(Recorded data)
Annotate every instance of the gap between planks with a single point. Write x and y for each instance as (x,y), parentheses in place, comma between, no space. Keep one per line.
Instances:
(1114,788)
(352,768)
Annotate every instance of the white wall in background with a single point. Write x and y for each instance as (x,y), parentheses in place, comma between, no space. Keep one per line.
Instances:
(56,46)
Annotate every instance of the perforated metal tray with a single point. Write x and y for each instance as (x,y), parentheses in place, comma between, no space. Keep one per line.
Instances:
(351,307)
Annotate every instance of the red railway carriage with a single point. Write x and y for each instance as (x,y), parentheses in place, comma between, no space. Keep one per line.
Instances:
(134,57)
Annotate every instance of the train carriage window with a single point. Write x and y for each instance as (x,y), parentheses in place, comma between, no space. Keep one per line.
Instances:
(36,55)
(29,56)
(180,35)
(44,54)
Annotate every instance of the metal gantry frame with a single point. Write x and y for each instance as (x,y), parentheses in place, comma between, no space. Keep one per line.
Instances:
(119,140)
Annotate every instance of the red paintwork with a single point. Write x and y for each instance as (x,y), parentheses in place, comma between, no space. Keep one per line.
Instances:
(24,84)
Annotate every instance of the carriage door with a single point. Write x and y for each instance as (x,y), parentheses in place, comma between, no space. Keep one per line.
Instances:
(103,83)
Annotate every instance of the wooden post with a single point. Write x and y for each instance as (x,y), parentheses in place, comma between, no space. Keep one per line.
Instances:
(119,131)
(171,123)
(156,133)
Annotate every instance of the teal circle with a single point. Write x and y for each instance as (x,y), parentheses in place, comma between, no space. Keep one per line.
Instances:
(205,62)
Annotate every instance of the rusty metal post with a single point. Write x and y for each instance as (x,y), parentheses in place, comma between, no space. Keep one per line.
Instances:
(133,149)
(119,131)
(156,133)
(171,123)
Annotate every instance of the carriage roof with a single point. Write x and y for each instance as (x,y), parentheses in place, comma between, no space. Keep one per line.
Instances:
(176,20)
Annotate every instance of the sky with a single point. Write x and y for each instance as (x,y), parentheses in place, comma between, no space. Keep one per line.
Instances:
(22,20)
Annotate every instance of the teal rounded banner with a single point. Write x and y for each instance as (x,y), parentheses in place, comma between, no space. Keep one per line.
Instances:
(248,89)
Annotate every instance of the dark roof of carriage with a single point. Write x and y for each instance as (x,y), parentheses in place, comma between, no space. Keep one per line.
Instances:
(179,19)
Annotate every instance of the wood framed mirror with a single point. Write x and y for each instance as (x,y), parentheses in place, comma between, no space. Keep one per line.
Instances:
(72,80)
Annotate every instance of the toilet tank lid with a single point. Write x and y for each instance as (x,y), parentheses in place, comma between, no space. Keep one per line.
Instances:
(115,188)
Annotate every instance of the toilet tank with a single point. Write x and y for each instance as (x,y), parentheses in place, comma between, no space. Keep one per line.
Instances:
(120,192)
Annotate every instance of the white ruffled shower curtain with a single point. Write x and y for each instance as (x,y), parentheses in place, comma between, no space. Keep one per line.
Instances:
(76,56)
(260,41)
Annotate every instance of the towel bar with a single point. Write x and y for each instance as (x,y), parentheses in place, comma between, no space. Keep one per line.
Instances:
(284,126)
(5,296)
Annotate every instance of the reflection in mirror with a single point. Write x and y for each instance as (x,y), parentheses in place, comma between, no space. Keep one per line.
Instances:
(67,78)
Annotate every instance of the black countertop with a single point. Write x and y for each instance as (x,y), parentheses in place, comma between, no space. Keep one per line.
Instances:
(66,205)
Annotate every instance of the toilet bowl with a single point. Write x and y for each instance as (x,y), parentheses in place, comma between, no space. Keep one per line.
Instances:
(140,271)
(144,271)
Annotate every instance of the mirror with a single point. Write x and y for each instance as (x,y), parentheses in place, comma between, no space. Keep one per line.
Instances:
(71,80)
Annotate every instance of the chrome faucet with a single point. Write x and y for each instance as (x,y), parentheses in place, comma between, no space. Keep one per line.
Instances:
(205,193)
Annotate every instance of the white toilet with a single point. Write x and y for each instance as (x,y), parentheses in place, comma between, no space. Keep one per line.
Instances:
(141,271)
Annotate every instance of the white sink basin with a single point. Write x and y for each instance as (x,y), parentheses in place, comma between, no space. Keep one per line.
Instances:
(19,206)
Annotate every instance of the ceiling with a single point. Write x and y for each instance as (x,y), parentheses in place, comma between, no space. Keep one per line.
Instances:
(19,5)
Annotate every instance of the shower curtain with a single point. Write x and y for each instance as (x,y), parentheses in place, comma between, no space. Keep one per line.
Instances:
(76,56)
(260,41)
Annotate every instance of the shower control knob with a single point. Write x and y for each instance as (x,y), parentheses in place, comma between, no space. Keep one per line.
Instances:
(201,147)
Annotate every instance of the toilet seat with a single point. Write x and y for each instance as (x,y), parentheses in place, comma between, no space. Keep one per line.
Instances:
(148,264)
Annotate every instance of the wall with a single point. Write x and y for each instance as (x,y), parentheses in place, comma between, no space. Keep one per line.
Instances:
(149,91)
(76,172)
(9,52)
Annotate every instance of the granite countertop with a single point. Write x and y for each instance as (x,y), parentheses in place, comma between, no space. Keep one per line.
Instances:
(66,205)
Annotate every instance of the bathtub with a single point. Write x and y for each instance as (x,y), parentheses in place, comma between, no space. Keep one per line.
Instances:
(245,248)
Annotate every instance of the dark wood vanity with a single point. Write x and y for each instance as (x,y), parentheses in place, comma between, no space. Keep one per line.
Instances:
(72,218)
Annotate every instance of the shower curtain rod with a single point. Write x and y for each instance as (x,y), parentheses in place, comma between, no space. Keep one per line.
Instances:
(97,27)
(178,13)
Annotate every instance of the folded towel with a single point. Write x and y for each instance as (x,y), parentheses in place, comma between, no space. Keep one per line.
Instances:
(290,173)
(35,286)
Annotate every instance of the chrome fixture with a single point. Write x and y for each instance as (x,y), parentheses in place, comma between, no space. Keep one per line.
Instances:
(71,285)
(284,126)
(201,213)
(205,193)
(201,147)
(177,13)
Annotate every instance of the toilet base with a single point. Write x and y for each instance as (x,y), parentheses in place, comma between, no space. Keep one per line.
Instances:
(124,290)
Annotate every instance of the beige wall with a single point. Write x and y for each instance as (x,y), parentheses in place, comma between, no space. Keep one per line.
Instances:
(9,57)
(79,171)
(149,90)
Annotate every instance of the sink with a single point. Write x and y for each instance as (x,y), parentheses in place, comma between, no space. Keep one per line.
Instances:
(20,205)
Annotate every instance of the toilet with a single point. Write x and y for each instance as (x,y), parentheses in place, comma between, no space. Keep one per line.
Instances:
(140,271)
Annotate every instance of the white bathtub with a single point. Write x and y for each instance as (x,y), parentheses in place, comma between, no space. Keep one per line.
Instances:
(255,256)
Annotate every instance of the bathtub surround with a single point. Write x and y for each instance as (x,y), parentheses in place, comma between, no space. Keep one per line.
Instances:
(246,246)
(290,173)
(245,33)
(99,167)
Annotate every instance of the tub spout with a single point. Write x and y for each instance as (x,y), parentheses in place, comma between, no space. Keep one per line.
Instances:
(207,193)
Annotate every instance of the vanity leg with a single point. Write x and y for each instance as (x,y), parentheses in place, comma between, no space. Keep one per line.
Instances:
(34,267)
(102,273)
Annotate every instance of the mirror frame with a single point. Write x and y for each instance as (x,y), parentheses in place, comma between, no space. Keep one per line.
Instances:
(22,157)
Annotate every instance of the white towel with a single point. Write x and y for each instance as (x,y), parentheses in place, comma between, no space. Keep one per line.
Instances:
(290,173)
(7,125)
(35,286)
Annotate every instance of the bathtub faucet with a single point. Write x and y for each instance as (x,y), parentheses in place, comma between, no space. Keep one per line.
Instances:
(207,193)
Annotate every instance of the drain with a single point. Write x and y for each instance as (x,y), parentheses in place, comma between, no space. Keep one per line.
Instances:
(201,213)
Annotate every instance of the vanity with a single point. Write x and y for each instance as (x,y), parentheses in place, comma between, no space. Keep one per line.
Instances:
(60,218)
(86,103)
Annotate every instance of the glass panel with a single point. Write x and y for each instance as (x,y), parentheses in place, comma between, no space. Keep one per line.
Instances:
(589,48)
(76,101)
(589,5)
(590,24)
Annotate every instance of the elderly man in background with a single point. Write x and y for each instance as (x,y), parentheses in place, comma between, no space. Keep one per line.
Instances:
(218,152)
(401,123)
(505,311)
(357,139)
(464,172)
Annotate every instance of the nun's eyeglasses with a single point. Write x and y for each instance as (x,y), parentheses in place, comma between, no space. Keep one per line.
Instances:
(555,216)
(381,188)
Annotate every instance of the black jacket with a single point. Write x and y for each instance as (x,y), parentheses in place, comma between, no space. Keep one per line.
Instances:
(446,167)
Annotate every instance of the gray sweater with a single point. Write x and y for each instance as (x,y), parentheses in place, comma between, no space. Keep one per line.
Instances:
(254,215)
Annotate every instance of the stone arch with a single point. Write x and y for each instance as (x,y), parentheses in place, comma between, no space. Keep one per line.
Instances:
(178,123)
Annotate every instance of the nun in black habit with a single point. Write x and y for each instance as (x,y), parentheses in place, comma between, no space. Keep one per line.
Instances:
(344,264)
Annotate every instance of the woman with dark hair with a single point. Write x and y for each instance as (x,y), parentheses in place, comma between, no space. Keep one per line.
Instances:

_TRY IT_. Search the records above for the string "faucet" and copy each line that holds it.

_SOLUTION TO THIS TASK_.
Annotate every instance of the chrome faucet with a single point. Write x and y for each instance as (x,y), parentheses in place, comma between, no space. Keep one per line.
Annotate every instance of the bathtub faucet with a single point. Write x and y for each instance as (x,y), parentheses in place, comma between, no space. Keep one per line.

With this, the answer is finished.